EXERCISE DIRECTIONS: Print all of the data below exactly as it appears, leaving out every image.

Region pointing data:

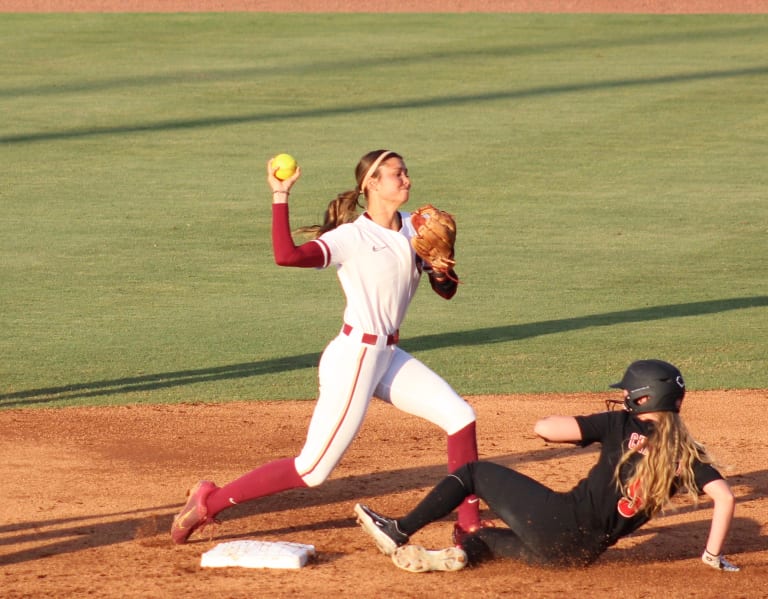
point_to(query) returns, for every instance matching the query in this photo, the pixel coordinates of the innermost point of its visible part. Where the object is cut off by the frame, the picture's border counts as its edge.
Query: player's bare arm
(558, 429)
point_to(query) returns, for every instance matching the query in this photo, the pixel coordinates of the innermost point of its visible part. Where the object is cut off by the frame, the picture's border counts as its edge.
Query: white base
(257, 554)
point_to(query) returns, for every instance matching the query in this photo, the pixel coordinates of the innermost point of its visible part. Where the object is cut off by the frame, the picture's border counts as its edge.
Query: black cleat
(384, 531)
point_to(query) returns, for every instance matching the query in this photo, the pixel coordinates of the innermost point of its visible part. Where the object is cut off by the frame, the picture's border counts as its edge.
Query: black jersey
(602, 508)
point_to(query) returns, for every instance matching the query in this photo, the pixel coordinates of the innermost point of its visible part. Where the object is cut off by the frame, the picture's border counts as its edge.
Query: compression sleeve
(307, 255)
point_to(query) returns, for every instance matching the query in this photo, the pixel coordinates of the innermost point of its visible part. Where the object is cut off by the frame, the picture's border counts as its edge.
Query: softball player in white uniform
(379, 273)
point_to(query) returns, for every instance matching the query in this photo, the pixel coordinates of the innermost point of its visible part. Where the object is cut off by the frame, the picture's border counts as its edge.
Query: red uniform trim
(340, 421)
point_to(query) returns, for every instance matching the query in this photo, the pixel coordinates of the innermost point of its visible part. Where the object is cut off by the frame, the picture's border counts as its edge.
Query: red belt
(370, 338)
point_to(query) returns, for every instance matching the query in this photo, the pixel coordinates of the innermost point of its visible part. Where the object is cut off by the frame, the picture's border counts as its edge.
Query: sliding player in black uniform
(647, 455)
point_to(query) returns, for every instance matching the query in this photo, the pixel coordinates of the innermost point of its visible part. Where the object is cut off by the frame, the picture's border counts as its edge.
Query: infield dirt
(89, 493)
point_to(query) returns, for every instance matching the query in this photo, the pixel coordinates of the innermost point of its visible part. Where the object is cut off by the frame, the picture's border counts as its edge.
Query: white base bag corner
(258, 554)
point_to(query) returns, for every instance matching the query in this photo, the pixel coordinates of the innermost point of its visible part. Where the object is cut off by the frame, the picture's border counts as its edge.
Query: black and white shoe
(384, 531)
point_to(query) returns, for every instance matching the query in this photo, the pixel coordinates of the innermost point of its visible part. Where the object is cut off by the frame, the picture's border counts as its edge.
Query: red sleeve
(307, 255)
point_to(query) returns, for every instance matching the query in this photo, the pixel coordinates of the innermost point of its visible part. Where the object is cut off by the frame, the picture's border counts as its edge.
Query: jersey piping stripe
(341, 419)
(326, 251)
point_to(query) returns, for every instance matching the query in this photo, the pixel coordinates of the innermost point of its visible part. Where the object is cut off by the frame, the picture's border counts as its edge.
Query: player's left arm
(442, 284)
(722, 516)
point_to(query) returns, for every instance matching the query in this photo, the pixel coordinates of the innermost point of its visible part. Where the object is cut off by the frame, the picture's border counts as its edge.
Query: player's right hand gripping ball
(435, 237)
(285, 165)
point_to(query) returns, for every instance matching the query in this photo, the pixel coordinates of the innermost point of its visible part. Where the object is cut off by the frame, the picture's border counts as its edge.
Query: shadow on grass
(486, 336)
(371, 107)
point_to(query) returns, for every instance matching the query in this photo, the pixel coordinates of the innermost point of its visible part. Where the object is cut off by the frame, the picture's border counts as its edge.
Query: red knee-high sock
(268, 479)
(462, 448)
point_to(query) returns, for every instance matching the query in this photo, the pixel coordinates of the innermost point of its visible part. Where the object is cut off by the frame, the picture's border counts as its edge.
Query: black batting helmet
(659, 381)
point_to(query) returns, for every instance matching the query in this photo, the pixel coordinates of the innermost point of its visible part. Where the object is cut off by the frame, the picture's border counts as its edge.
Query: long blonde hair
(668, 453)
(343, 209)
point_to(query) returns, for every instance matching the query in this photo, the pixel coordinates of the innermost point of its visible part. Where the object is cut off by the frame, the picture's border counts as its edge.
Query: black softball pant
(542, 523)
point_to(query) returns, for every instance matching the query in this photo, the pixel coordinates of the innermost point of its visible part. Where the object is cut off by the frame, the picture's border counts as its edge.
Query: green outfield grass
(609, 175)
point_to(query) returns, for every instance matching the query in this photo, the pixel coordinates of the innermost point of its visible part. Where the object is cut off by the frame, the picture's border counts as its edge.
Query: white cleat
(414, 558)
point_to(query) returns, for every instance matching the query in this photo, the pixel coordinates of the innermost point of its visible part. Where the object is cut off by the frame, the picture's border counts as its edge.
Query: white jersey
(377, 271)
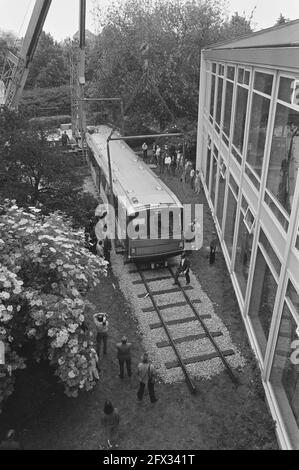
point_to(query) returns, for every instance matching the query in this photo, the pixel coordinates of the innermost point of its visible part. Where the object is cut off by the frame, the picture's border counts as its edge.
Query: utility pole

TASK RESPONSE:
point_to(query) returns, for every instance matching the query in this photo, the pixel coordinates of the innermost point of its visible part. Where the object is cut off by the frame, the picture's border counts as its edge.
Query: player's bare arm
(558, 429)
point_to(query) returns, for every instance matching the query in this photo, the pixel coordinates of the innermost point of its visible part. Where the object is cut off by the frame, the picture's border counts as its edge.
Query: white base
(257, 554)
point_to(query) returns, for every instance matching the query in this photo, the pixel coordinates of the innermost point of its visible part. Where the object is cut off by the frame, the picture's border counts as its edge.
Query: black cleat
(384, 531)
point_to(query) returns, for every instance matching the query in this photo, the pixel coordinates of the innermost point of its visible part. Where the object is cut off by the frame, the picture's border counts as its edge.
Query: black jersey
(602, 508)
point_to(query) returns, for every instance matching the query in this photo, the pixel coordinates of the innermost point of its visible part. Where the object is cut off by the frame, the picture's border counts as its edge.
Query: compression sleeve
(307, 255)
point_to(query) returns, for every instance matching the query in this photo, the pixel coordinates of the innermost point of its visible part. Where the object is cut off by the frame, the picture's border counts as its edge.
Query: softball player in white uniform
(379, 273)
point_to(query) returns, for every instance matching the query in this photo, the pixel coordinates of the innermost point of its visible part. Where the object is cut off by the frame, the picture's border counts as its edge.
Query: red uniform trim
(340, 421)
point_to(query) returns, for every instance matching the query in this photo, the pixel coordinates of the innermost point of its visible part. Where the object is cut off by the frame, the picture's border counts as its edge.
Query: red belt
(370, 338)
point_to(query) returns, for every instance matching the query in this photo, the pixel coordinates of the innermost point of its visible part. Where the object is cut off by the frame, the picture's border counts as its edge.
Query: sliding player in black uniform
(647, 455)
point_to(query) returns, for every instance matching the query in this photo, the pixel coordinates of the innermost point of its visible part. Where the object is cut off by the frame, the picture's border counts as its edge.
Query: infield dirt
(89, 493)
point_to(query) returns, for every instance matching the query in this photo, the pixel coordinates of the innermost point of its visible part. Where the object is cut off by the frame, the picture's border counts as its edge.
Query: white base bag corner
(258, 554)
point_to(query) returns, for every instance matching the query in this photo, the pixel coordinates of the innermost point of its visible part. Where the object is cut off by the frame, the picture's border counts as its edge.
Query: black and white shoe
(384, 531)
point_to(query) returns, for every instance matching the query in this photo, the pixel coordinates of the innermost point of its visible part. Where the object is cut off by the frame, the picture's border counts as its edge.
Query: red sleeve
(307, 255)
point_to(query) returns, for every instance matching the query in this photo, the pixel coordinates of the innermost point of its visible part. Where the object is cut off by the frame, the picture's border counts as its edge.
Query: jersey piping stripe
(341, 419)
(326, 251)
point_to(query) returns, for every instance matching the query in this photo, the pixel coordinates of the innermost point of its visible part. Where the object is cut off by the frame, the picture's border counts as its edge.
Query: player's left arm
(442, 284)
(722, 516)
point_to(query) returns, for every instance matching the query in this photo, the pixel coordinates of the innermost point of its visible part. Where the object is cut off by the frame, the picture's border counts as its edge.
Query: player's right hand gripping ball
(435, 237)
(285, 165)
point_to(query) returns, for every instance matching the query in this photo, the pixel coordinates of the innermost point of its visible part. Where the object is cut off by the frame, the picture's border counts as its edge.
Query: shadow on grass
(486, 336)
(371, 107)
point_to(query) returns, for every instance matching the query in this photo, the pixel coordinates of the innermost point of its visible part. Where the object is cut off by the frame, the picture's border counts as its edge.
Query: red knee-high sock
(268, 479)
(462, 448)
point_to(query) returns, for every instance matching the query in this photo, the pixel coordinates of the innermost point of its visible part. Where the object is cut off by the frame, the picture's border counts as its edge.
Query: black batting helmet
(659, 381)
point_to(query) returns, for every instance matching the query in this photo, the pixel coordinates of the innermost point of its visible part. Where the object is cut off by the frame, the picture's border counts as its edge.
Query: long blonde hair
(668, 453)
(343, 209)
point_to(query) returns, for every instance matching the query in this photo, the pixel coordinates of the innermost point of its visible part. Where the object is cut off by the frame, the picture's border counts as its edge.
Query: black softball pant
(542, 523)
point_to(query) returns, for every instance matching the query in this photo, the pixel coordinates of the innermost point of its visible part. Where the object is cut off by the frame, the picture's border counts as its edge.
Query: green outfield grass
(609, 175)
point_to(query) returns, for every instance matching the query in this photo, the pixel coordinates of the innermost point of its visible part. Where the object is cut off by the frame, the picture's border counts as its edge.
Query: white cleat
(414, 558)
point_to(query) returns, for every instance matching the query in this photo, the pixel coordinates of the innermost point of its visible part. Where the object is cut off by the frame, the picture's border counts as its edge.
Query: white jersey
(377, 271)
point_to(query) returns, for every instance matching the query in this photo, the pixel coordinates of the innermost point of its visible part. Where the object is cut off by the frame, the picture's border counts as its edge.
Query: utility pole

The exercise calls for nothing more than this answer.